TAREAS Y EJERCICIOS =
1) En el texto sobre el perdón, ¿cuánto debía cada uno de los dos deudores de la parábola que Cristo le cuenta a Simón?
2) Retoma el texto sobre el perdón y continúalo a partir de su última oración.

BLOQUE DE TEXTO =
El perdón es bálsamo para el alma y algo que nos hace recordar constantemente la gracia de Dios…
Cristo miró con compasión a la mujer que estaba a sus pies, y conociendo el amor del Padre celestial por ella, le dijo: «Tus pecados te son perdonados» (S. Lucas 7:48). El asombro de ella sólo pudo ser igualado por las palabras y expresiones de sorpresa de los que estaban presentes en la cena. Simón y los demás llegaron a sus propias conclusiones en cuanto a la presencia de esa mujer entre ellos. Sus murmuraciones sólo sirvieron para aumentar la tensión que se sentía en el ambiente.
Los invitados habían tomado sus lugares a la mesa. En eso, una mujer que tenía fama de pecadora entró y se puso junto a los pies de Cristo.
Al principio, el Señor no se inmutó por el disgusto de Simón, sino que dejó que la mujer le enjugara los pies con sus lágrimas y el perfume que llevaba en un frasco. Ella hizo por el Señor lo que a ninguno de los presentes se le había ocurrido hacer.
Como las críticas y los comentarios de los que allí estaban no se hicieron esperar, Cristo les respondió dirigiendo la palabra a Simón: «Un acreedor tenía dos deudores: el uno le debía quinientos denarios, y el otro cincuenta; y no teniendo ellos con qué pagar, perdonó a ambos. Di, pues, ¿cuál de ellos le amará más? (S. Lucas 7:41-42).
Simón respondió correctamente, diciendo que el que le debía más. Luego, Cristo se volvió a la mujer y dijo: «¿Ves esta mujer? Entré en tu casa, y no me diste agua para mis pies; mas ésta ha regado mis pies con lágrimas, y los ha enjugado con sus cabellos. No me diste beso; mas ésta, desde que entré, no ha cesado de besar mis pies. No ungiste mi cabeza con aceite; mas ésta ha ungido con perfume mis pies. Por lo cual te digo que sus muchos pecados le son perdonados, porque amó mucho; mas aquel a quien se le perdona poco, poco ama» (S. Lucas 7:44-47).
El perdón es bálsamo para el alma y algo que nos hace recordar constantemente la gracia de Dios, que Él da gratuitamente. Sólo Cristo tiene la facultad de perdonar, con resultados eternos, y ofrecer al pecador otra oportunidad.
La mujer que enjugó los pies del Señor tuvo sólo un propósito: mostrar su amor y devoción hacia Cristo. Él no la decepcionó. Dirigiéndose a los presentes, dijo: «… sus muchos pecados le son perdonados, porque amó mucho…» (v. 47).

DATOS SIN PROCESAR =
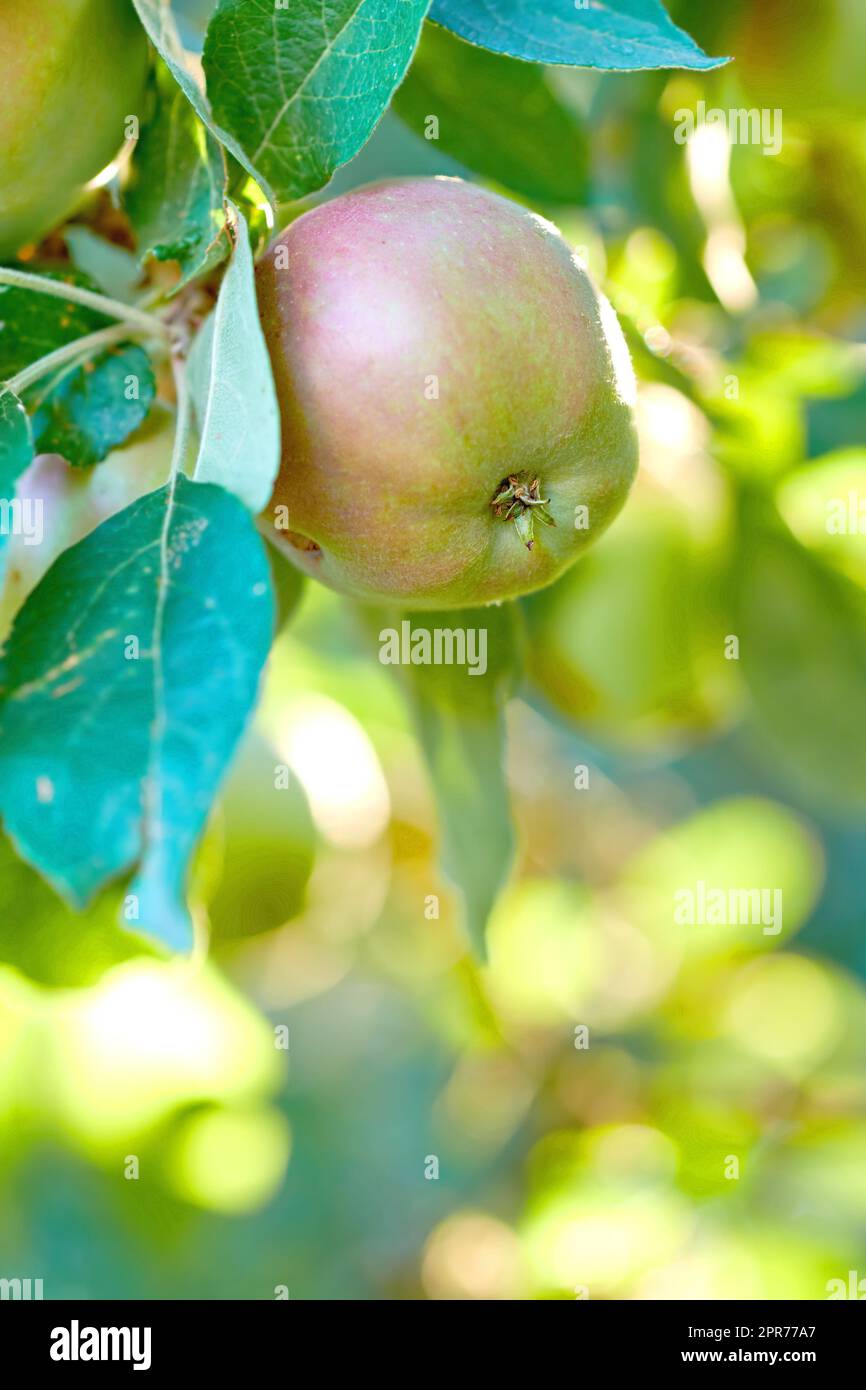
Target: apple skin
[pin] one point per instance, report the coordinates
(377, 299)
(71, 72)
--
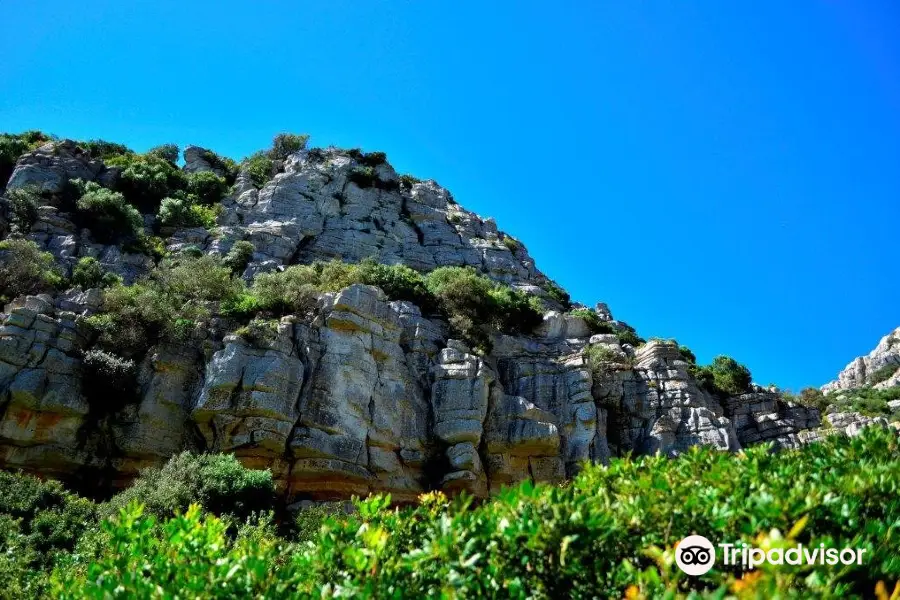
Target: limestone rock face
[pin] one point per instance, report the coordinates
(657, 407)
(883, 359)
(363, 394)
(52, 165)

RESPUESTAS DEL EJERCICIO =
1) Uno debía quinientos denarios y el otro, cincuenta.

2)
El perdón verdadero empieza con Cristo. Sólo Él puede satisfacer nuestra necesidad de perdón eterno. El amor de Dios nos atrae a Cristo, y en sus brazos amorosos encontramos perdón inmediato y total.
Ahí también encontramos la confianza que necesitamos para seguir adelante. Hablando en cuanto al perdón, Corrie Ten Boom solía decir que cuando Dios nos perdona, Él arroja nuestros pecados en lo más profundo del mar y luego pone un rótulo que dice «Se prohíbe pescar».
Nuestro crecimiento espiritual se ve impedido cuando estamos pensando constantemente en los fracasos del pasado. En Romanos capítulo 8, versículos 1 y 2, el apóstol Pablo dice: «Ahora, pues, ninguna condenación hay para los que están en Cristo Jesús, los que no andan conforme a la carne, sino conforme al Espíritu. Porque la ley del Espíritu de vida en Cristo Jesús me ha librado de la ley del pecado y de la muerte». Gracias a la obra de redención de Cristo en la cruz, no tenemos que hacer obras para ganarnos o merecer el perdón de Dios. Es más, no hay nada que podamos hacer para ganarnos su perdón.
Lo único que tenemos que hacer es aceptar su perdón. Debemos acercarnos a Dios con un corazón contrito y humillado, reconociendo que necesitamos a Cristo. Al hacerlo, Dios nos oye y hace efectiva su obra de gracia en nuestra vida.
Dios no espera que nos ganemos algo que sólo su Hijo puede ganar para nosotros. Nuestro deber es aceptar el hecho de que Cristo hizo por nosotros lo que no podíamos hacer por nosotros mismos. Él es la propiciación por nuestros pecados.
Desde el principio, Dios siempre ha demandado la paga por el pecado. Pero nosotros no podemos pagar ese precio. Sólo Cristo, el Cordero de Dios, puede hacerlo. La palabra «propiciación» describe la manera en que fue apaciguada la ira de Dios contra el pecado.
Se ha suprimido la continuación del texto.